*READING PASSAGE:*
----
Excavations conducted in 1970 by Dr. Grossman at Waywaka revealed a deeply stratified sequence of pre-Inca cultural deposits spanning more than 3,500 years. The lowest deposits yielded evidence of early Initial Period pottery production in the Muyu Moqo style — named after the site itself (Ap2-10; PAA76) — together with gold foil and a gold-worker's tool kit (Grossman 1972a, 1972b, 1983, 2013, 2021, 2022a). Based on clear vertical stratigraphic breaks, Grossman divided the Muyu Moqo sequence into three phases (A, B, and C–D), represented within nearly two meters of pre-Inca deposits. The antiquity and integrity of this stratigraphic sequence make Waywaka a key site for understanding early technological developments in the south-central Andes.
The Muyu Moqo ceramic style is characterized by distinct stylistic changes through time. Although no clear regional parallels have yet been identified for the earliest Phase A pottery, it is marked primarily by neckless olla forms, thin vessel walls, flattened rims, and a thin, watery purplish-brown slip applied over the body of the sherds. This assemblage appears to represent the earliest Initial Period pottery currently identified in the south-central highlands. Phase B is distinguished by the introduction of smoothed, rounded lip forms and burnishing on the rim and upper body. Phase C–D shows the first appearance of horizontal nicked ridges on the shoulders of neckless ollas and jar forms consistently decorated with appliqué fillets. Unlike the earlier phases, Phase C–D also exhibits strong technical and decorative parallels with other late Initial Period traditions from both coastal and highland sites, including Huaca Prieta (Junius Bird, pers. comm. 1971), Marcavalle, Las Haldas, early Pikicallepata, and the Machalilla occupation in Ecuador (Grossman 1983: 52–58). Spouted bottle forms also changed appreciably across all phases.
----
[Extracted records]
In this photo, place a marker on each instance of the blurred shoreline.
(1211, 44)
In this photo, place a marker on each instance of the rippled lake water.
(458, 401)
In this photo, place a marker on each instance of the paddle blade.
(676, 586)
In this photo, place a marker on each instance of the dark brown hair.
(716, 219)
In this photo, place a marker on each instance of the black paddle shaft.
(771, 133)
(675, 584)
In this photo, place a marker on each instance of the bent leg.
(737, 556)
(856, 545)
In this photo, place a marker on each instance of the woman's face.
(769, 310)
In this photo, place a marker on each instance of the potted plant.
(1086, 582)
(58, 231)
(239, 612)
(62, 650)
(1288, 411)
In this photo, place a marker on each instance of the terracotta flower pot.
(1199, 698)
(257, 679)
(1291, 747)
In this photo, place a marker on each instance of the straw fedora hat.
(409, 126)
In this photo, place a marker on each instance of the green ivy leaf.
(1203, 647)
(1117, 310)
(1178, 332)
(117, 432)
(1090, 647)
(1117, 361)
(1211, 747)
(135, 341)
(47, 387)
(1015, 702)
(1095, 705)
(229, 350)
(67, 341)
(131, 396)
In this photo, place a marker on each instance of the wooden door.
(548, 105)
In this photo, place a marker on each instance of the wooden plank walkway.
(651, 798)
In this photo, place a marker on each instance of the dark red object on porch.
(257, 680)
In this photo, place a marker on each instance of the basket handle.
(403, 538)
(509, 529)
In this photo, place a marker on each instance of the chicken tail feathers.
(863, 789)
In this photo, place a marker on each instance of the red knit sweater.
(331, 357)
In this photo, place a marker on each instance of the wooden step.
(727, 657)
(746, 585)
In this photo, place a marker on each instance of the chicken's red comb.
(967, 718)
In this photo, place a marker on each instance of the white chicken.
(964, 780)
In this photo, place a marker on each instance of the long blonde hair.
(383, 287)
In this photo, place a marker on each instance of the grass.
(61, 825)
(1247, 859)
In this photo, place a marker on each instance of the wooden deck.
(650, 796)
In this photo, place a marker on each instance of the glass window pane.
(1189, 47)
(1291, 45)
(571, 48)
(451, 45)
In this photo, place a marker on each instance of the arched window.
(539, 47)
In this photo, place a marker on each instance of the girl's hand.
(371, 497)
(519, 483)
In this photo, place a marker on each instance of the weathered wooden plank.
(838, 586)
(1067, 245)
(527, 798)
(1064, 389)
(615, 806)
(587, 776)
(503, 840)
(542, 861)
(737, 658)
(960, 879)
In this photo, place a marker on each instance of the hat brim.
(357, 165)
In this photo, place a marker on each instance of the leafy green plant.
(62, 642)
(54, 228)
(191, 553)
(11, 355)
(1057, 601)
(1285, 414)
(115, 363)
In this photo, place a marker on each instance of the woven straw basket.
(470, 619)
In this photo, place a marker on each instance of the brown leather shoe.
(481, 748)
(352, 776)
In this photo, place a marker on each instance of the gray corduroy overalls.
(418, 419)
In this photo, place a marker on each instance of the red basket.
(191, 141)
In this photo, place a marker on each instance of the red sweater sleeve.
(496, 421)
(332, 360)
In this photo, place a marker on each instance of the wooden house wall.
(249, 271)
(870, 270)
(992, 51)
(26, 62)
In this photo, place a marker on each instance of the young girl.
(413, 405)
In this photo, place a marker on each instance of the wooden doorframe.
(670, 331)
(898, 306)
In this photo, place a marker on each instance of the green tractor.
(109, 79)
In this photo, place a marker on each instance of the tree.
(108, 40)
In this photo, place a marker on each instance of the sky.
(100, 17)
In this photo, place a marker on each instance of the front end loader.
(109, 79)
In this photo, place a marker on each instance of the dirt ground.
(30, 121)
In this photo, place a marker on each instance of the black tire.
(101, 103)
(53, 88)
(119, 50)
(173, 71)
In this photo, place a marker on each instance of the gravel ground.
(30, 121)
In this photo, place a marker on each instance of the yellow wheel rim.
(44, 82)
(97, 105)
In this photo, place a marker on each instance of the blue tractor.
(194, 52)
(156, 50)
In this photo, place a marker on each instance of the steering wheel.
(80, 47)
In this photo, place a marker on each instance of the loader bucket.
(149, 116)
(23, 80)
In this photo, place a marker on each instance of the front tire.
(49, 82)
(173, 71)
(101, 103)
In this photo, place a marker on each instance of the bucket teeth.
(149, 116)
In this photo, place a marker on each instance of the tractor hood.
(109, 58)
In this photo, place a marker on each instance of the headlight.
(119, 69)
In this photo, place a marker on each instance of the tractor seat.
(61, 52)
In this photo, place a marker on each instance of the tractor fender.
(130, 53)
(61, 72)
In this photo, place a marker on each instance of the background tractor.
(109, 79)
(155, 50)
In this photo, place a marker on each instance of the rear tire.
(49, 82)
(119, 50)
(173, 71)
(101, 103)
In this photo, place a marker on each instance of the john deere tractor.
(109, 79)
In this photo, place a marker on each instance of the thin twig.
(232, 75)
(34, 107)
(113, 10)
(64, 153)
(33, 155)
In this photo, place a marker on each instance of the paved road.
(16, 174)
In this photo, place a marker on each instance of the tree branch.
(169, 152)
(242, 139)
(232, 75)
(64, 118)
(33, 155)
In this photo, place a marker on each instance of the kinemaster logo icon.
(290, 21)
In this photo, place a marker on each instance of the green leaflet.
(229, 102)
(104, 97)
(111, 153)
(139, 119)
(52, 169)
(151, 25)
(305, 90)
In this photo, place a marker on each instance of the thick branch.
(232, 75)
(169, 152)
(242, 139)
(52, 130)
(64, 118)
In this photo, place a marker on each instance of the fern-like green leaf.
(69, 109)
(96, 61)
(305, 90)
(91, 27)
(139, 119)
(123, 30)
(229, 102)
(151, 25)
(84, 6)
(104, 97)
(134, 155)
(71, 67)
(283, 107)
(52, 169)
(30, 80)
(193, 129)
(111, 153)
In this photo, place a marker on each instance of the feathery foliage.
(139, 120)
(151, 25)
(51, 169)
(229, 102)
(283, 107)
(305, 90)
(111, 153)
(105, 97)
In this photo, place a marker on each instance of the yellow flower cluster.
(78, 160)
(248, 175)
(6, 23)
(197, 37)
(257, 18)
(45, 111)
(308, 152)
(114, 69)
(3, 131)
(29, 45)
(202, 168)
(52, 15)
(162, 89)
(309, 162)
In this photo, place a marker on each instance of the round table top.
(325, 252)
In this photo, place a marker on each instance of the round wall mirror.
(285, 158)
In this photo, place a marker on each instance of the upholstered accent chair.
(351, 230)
----
*GIVEN EXERCISE:* Reproduce the Waywaka excavation text from "Excavations conducted in" up to and including "the south-central Andes.", putting "deeply layered" in place of "deeply stratified".

*SOLUTION TO THIS TASK:*
Excavations conducted in 1970 by Dr. Grossman at Waywaka revealed a deeply layered sequence of pre-Inca cultural deposits spanning more than 3,500 years. The lowest deposits yielded evidence of early Initial Period pottery production in the Muyu Moqo style — named after the site itself (Ap2-10; PAA76) — together with gold foil and a gold-worker's tool kit (Grossman 1972a, 1972b, 1983, 2013, 2021, 2022a). Based on clear vertical stratigraphic breaks, Grossman divided the Muyu Moqo sequence into three phases (A, B, and C–D), represented within nearly two meters of pre-Inca deposits. The antiquity and integrity of this stratigraphic sequence make Waywaka a key site for understanding early technological developments in the south-central Andes.